*Task to carry out*:
Reproduce the entries below verbatim, starting at their first line and ending with the line that contains "[866,431,945,465]", both ends included.

*The data*:

+ + + +

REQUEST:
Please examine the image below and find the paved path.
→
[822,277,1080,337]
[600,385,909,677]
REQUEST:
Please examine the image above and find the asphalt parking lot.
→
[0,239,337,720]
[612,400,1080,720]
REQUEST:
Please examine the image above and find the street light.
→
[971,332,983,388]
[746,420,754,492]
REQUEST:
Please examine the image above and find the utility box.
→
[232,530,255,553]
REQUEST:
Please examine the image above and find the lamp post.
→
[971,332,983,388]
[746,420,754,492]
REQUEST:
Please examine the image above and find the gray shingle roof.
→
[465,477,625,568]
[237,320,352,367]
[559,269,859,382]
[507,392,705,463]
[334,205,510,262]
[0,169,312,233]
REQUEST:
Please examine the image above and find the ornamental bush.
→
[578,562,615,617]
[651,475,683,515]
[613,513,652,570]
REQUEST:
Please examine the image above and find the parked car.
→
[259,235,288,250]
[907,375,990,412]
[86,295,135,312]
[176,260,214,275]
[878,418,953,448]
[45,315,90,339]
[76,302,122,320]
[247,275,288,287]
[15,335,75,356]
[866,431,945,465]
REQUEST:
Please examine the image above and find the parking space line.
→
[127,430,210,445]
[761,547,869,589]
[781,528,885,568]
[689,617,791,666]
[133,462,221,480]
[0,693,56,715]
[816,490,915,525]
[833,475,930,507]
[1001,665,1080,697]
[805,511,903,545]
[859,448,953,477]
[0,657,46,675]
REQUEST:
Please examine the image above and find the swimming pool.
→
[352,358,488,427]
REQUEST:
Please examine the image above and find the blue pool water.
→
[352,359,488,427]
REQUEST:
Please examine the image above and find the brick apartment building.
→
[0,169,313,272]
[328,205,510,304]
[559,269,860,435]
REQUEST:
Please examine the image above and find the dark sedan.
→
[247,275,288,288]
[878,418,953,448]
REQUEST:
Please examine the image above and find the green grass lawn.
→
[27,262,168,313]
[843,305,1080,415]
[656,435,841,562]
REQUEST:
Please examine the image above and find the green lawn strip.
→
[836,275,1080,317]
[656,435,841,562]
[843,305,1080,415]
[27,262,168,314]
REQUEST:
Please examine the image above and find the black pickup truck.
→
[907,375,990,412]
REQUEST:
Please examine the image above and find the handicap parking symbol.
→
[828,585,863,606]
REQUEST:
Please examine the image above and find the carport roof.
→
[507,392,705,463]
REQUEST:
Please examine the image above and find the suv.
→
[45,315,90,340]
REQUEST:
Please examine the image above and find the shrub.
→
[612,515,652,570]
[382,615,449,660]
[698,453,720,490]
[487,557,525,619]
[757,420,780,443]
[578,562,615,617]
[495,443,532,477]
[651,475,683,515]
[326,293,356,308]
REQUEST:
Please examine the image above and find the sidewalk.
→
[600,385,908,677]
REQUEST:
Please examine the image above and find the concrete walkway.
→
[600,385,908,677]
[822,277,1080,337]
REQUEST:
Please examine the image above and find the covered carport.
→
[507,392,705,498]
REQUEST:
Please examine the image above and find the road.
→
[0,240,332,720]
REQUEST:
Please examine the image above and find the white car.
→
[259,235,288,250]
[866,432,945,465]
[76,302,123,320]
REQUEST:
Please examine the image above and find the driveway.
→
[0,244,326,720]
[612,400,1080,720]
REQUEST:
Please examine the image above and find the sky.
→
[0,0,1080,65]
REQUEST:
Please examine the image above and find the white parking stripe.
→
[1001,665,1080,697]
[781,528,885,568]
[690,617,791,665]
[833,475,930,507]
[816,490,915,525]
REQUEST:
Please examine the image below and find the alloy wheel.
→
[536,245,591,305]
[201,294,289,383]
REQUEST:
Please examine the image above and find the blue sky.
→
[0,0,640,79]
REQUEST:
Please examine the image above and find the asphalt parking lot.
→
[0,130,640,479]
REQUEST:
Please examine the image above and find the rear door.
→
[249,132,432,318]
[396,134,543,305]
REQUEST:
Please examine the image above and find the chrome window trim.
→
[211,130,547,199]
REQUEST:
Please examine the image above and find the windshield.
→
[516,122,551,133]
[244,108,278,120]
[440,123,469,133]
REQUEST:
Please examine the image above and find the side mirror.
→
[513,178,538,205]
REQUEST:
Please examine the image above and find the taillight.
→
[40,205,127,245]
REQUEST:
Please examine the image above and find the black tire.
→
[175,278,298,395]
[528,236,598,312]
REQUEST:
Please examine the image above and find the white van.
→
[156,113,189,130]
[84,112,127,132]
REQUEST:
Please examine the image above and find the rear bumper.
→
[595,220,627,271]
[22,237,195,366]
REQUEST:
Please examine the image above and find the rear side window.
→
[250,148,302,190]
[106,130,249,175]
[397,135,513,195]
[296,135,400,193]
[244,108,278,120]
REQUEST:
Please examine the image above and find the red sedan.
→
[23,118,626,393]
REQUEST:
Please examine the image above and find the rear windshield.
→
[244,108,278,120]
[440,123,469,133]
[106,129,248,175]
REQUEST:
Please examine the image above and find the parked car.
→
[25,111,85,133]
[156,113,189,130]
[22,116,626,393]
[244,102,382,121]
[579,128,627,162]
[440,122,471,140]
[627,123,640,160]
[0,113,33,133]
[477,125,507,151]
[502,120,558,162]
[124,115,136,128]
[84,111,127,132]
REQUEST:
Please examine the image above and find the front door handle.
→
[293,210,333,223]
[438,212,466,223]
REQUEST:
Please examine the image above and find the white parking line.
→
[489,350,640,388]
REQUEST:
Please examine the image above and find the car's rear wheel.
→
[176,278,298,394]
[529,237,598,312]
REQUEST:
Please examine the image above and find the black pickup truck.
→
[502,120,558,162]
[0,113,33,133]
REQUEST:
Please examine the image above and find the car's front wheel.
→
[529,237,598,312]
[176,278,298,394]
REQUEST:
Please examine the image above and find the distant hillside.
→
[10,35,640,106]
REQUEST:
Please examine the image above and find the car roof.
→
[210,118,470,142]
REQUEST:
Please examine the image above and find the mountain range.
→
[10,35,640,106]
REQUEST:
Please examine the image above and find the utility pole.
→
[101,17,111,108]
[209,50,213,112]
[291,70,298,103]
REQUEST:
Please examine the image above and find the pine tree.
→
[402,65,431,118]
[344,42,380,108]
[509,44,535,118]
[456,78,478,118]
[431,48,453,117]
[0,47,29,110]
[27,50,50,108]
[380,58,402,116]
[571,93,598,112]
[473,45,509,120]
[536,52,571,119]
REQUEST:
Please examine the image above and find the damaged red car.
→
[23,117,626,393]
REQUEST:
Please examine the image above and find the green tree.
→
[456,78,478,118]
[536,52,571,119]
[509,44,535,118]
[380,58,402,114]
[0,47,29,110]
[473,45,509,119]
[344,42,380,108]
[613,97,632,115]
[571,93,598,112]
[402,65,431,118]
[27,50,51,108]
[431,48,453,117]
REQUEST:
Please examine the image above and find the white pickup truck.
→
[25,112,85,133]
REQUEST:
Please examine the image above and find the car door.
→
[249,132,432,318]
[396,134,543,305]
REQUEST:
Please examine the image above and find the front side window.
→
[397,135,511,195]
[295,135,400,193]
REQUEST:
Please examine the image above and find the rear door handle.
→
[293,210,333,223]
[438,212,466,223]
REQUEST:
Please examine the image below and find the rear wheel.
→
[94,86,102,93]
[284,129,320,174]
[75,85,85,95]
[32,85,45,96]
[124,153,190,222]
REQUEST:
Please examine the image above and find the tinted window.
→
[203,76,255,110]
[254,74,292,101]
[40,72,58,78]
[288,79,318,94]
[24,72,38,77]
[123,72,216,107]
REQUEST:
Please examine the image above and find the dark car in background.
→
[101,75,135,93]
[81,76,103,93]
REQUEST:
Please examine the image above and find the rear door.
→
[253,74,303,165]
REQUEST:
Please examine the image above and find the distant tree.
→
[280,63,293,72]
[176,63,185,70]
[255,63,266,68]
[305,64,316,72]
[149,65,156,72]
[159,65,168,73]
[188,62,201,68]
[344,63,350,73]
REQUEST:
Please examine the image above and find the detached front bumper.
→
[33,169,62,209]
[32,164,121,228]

+ + + +

*Expected output*:
REQUEST:
Please examine the image below and find the paved path.
→
[822,277,1080,337]
[600,385,909,677]
REQUEST:
Please examine the image above and find the asphalt parking lot.
→
[0,239,337,720]
[612,400,1080,720]
REQUEST:
Please examine the image above and find the street light.
→
[971,332,983,388]
[746,420,754,492]
REQUEST:
Please examine the image above and find the utility box.
→
[232,530,255,553]
REQUEST:
Please examine the image above and find the lamp post.
→
[971,332,983,388]
[746,420,754,492]
REQUEST:
Please examine the image above and find the gray shingle roof.
→
[465,477,625,568]
[237,320,352,367]
[559,269,859,382]
[507,392,705,463]
[334,205,510,262]
[0,169,312,233]
REQUEST:
Please examine the image above and find the ornamental bush.
→
[578,562,615,617]
[651,475,683,515]
[613,513,652,570]
REQUEST:
Please examine the image above and find the parked car.
→
[259,235,288,250]
[907,375,990,412]
[86,295,135,312]
[176,260,214,275]
[878,418,953,448]
[45,315,90,339]
[76,302,122,320]
[247,275,288,287]
[15,335,75,356]
[866,431,945,465]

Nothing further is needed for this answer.